* [REQUIREMENT] State how many lines in the rows below contain the string "ceiling". Reply with the number alone.

* [ENTRIES SHOWN]
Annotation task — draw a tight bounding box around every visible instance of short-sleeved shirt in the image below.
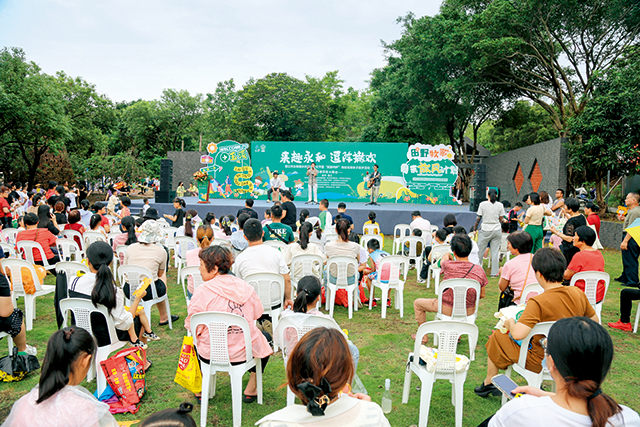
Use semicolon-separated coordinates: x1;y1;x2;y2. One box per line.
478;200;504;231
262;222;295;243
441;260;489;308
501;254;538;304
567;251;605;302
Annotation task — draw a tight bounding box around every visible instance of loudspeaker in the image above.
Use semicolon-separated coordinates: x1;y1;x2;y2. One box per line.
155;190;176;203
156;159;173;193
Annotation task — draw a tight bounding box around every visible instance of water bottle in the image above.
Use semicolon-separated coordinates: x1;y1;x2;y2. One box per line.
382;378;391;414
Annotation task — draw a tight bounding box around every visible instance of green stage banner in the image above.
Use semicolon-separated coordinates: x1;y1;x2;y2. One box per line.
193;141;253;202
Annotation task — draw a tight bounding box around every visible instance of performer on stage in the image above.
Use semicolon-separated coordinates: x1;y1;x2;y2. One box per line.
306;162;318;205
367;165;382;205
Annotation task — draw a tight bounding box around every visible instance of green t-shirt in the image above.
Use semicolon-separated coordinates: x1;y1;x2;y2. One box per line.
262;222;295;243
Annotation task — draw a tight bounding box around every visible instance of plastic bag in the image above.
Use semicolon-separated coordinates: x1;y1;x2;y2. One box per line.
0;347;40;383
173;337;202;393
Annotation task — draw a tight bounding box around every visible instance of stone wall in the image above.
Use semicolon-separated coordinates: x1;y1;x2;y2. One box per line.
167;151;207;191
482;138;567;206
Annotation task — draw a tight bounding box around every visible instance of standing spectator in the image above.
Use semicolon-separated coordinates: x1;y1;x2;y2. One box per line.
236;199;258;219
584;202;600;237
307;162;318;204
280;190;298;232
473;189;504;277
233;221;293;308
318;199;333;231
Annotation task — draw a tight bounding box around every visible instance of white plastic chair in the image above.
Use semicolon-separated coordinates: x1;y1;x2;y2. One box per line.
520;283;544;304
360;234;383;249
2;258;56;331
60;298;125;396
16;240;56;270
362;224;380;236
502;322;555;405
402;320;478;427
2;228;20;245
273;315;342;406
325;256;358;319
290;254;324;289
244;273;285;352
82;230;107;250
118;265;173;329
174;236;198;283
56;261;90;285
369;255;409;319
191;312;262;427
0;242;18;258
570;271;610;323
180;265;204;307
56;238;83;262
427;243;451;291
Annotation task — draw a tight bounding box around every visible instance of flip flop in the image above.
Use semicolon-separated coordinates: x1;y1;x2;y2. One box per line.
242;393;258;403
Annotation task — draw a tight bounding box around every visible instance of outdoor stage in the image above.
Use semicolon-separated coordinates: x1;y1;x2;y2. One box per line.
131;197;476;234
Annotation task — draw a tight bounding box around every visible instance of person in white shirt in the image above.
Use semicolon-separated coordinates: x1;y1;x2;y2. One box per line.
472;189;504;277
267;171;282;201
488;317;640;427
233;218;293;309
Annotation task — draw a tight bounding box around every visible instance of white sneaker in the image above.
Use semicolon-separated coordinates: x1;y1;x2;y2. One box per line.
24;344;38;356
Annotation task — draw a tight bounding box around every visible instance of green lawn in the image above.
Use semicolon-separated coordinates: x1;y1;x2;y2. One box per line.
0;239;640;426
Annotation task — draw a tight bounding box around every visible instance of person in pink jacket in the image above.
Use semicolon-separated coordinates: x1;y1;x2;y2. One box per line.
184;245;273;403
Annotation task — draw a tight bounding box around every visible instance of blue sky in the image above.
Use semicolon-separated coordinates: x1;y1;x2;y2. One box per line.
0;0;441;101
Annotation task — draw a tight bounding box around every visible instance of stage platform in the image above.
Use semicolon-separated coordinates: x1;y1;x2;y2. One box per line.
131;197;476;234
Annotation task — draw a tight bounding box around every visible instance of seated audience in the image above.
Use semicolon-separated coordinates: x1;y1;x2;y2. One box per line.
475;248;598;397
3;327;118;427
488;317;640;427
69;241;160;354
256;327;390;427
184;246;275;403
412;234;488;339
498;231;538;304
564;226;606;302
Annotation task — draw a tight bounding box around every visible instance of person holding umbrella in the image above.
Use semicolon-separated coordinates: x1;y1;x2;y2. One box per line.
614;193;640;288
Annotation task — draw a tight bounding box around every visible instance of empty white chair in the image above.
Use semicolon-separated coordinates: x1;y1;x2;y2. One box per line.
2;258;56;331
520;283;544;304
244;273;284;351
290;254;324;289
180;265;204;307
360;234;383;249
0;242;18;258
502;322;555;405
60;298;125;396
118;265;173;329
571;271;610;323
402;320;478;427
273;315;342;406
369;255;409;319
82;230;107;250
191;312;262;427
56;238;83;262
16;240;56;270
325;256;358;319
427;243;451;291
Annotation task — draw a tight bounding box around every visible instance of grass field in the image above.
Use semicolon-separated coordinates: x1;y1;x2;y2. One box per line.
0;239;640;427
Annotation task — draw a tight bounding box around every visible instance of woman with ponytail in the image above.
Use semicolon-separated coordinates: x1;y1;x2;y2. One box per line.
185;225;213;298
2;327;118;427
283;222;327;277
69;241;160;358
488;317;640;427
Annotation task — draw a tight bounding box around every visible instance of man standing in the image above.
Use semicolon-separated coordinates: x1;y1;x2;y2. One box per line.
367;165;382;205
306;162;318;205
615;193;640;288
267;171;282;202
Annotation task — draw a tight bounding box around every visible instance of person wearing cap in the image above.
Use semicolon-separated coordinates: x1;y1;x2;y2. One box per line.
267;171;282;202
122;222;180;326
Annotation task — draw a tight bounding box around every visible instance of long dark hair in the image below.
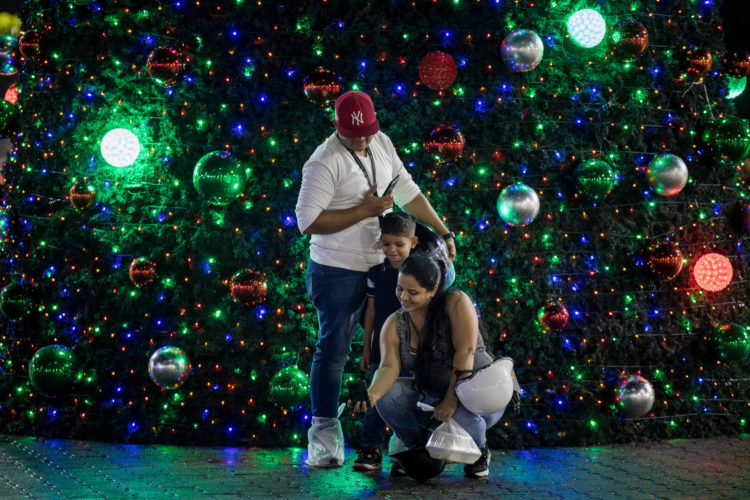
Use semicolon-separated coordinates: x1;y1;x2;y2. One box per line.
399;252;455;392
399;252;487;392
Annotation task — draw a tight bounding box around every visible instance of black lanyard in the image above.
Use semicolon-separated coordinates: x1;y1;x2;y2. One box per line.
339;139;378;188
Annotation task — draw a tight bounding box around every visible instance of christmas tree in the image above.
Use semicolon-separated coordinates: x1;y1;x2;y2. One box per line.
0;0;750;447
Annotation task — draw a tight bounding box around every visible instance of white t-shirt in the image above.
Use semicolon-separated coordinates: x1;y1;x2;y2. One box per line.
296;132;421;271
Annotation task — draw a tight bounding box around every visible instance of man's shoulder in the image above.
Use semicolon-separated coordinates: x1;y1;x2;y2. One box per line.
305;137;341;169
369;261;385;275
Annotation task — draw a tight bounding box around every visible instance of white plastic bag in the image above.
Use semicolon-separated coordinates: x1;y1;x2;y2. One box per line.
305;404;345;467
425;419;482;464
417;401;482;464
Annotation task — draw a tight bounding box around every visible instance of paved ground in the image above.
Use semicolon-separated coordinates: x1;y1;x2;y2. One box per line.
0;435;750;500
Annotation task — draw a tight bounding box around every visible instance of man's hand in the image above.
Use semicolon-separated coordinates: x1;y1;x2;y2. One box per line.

==

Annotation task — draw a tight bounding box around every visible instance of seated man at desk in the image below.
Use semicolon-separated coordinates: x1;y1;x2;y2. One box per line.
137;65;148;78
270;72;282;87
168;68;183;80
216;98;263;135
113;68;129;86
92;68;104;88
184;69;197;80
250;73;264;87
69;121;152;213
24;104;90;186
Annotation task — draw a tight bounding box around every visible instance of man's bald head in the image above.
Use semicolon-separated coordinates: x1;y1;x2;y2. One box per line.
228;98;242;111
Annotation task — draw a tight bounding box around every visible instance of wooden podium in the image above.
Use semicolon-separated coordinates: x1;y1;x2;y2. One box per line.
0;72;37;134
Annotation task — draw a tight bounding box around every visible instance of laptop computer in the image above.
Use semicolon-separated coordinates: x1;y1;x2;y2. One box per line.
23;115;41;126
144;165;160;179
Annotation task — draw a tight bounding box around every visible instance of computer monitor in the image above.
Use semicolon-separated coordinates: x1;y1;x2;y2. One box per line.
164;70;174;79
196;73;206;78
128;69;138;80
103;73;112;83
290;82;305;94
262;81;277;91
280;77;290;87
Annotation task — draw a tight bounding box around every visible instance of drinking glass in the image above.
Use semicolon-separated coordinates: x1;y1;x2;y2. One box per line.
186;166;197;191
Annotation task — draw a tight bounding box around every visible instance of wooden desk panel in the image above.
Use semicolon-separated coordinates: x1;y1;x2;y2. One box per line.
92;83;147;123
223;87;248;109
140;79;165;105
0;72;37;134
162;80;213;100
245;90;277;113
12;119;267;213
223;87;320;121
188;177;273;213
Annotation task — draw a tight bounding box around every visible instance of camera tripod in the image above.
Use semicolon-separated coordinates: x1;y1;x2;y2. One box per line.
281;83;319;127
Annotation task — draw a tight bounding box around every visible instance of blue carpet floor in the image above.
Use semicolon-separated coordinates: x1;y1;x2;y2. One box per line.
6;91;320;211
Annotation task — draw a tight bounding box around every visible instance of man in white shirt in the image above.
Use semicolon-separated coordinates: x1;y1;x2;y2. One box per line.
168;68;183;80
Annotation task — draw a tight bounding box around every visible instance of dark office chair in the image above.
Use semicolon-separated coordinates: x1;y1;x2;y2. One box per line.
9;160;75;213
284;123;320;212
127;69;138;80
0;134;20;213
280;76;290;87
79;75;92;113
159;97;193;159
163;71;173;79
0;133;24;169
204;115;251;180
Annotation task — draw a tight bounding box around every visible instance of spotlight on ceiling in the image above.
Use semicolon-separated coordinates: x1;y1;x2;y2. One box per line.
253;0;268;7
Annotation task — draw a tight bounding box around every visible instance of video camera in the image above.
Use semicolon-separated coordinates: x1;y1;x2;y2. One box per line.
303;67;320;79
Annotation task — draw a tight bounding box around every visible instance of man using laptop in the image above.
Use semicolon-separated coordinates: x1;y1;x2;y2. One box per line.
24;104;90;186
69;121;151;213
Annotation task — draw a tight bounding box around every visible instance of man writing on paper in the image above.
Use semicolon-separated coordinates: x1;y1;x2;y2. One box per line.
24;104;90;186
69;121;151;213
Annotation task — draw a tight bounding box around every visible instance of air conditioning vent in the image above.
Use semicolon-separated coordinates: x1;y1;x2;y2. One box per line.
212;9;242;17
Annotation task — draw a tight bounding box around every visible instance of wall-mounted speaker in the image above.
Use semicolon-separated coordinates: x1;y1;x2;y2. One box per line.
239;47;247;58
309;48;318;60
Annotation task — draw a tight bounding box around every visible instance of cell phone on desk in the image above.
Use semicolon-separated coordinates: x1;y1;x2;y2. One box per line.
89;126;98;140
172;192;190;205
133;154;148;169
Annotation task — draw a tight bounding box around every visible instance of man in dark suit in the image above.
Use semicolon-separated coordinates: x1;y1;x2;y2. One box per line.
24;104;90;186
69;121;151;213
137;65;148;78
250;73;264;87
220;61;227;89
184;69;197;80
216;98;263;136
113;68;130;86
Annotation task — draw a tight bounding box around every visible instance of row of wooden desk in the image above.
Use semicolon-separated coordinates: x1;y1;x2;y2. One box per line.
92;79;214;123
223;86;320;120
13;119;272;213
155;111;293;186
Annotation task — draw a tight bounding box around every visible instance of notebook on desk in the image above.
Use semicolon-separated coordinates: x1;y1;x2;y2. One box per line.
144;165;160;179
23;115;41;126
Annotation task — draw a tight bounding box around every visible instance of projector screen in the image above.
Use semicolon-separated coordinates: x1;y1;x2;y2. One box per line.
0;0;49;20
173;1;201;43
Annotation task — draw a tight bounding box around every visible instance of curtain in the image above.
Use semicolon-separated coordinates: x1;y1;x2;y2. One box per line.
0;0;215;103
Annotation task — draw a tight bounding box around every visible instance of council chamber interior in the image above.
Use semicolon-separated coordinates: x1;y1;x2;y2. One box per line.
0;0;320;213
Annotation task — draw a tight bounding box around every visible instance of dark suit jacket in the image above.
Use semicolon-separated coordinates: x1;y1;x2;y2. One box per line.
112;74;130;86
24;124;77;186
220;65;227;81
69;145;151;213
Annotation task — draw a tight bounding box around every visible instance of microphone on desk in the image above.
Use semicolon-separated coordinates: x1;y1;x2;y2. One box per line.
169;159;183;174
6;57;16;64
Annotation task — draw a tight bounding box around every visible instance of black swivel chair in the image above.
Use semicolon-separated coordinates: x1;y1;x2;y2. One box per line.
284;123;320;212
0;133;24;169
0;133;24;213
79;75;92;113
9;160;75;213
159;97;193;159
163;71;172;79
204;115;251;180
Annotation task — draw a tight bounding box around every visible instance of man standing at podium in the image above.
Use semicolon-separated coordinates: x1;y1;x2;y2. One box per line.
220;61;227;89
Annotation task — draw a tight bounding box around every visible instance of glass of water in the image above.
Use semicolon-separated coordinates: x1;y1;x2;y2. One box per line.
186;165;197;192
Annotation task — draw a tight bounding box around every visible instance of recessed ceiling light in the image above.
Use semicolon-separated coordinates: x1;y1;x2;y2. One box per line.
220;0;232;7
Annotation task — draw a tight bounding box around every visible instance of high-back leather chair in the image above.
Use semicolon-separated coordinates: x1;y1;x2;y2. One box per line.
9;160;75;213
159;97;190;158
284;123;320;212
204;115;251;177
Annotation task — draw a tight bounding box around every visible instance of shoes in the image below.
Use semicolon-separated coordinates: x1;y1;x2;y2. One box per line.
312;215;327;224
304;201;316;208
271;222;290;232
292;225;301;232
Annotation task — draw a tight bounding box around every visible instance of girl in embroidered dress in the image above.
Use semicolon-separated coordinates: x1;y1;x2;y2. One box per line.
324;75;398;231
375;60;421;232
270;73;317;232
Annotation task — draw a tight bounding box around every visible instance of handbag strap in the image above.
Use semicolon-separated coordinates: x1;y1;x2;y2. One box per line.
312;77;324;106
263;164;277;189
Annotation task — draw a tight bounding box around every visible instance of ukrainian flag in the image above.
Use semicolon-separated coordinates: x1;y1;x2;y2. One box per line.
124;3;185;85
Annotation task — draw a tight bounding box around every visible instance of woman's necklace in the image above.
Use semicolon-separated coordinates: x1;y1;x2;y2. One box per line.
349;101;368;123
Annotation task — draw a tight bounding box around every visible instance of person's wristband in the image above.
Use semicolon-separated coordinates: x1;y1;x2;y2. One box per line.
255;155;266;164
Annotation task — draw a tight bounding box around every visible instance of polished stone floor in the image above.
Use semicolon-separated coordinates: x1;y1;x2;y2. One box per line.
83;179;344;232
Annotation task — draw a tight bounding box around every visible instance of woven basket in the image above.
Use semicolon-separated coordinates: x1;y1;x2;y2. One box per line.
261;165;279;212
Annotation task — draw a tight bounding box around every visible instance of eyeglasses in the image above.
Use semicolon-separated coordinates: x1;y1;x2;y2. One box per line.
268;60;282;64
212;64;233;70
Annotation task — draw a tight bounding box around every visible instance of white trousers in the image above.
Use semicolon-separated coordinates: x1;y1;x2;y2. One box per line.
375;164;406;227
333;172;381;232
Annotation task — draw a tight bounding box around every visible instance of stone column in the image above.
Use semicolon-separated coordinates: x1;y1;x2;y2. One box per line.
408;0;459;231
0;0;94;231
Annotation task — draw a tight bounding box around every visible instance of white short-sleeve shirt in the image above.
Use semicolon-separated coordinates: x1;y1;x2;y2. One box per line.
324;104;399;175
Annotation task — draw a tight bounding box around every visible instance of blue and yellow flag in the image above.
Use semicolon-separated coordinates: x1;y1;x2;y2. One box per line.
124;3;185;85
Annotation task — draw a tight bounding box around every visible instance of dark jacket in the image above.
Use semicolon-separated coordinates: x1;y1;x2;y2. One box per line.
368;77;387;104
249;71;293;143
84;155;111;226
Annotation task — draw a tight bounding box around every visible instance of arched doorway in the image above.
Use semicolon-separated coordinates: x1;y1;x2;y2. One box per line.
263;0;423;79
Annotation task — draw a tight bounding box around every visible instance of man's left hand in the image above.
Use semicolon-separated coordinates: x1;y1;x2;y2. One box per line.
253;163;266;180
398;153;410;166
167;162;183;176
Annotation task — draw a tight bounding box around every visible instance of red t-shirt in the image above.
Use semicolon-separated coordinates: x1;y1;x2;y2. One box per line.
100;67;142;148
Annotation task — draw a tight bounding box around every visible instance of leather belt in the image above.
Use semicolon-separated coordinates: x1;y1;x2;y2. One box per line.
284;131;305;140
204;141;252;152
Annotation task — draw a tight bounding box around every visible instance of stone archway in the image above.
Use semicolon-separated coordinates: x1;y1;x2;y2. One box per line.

--

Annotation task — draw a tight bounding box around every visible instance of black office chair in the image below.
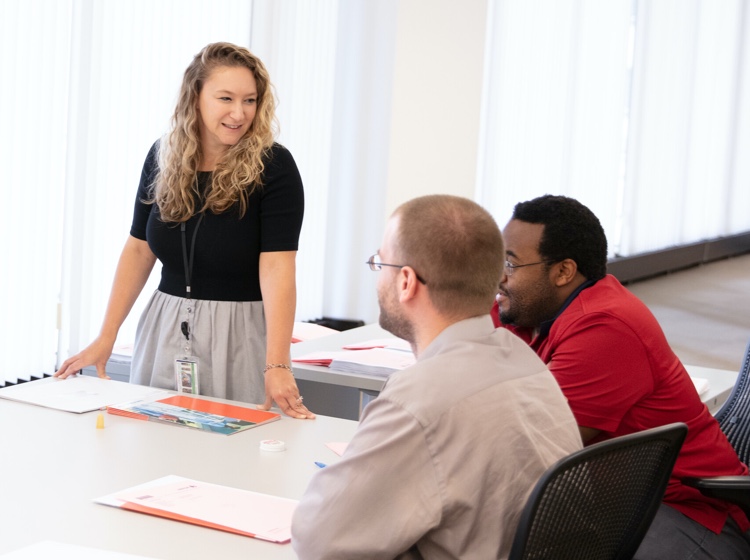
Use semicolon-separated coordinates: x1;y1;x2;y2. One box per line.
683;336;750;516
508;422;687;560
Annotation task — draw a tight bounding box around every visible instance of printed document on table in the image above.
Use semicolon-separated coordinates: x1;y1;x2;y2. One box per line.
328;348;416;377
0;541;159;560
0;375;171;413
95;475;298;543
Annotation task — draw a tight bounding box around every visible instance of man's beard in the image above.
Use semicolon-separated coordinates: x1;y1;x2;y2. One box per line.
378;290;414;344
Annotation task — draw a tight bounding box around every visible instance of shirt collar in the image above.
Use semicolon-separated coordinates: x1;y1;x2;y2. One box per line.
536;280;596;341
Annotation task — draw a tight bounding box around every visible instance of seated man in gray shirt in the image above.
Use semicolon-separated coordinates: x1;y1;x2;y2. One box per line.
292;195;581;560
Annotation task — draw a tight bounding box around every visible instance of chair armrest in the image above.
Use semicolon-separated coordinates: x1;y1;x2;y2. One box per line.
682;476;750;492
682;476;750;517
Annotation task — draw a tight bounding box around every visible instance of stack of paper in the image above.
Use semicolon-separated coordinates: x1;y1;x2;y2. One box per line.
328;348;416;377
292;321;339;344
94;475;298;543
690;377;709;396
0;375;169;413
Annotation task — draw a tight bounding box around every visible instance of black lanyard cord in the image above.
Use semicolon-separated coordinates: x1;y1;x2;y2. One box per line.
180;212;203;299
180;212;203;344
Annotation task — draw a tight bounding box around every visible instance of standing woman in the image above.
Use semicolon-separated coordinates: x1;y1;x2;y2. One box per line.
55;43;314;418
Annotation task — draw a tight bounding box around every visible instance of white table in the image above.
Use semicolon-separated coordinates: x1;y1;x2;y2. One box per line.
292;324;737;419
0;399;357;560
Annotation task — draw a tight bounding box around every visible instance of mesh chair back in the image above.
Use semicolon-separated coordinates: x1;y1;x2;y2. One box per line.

* [CORRECT ANSWER] 2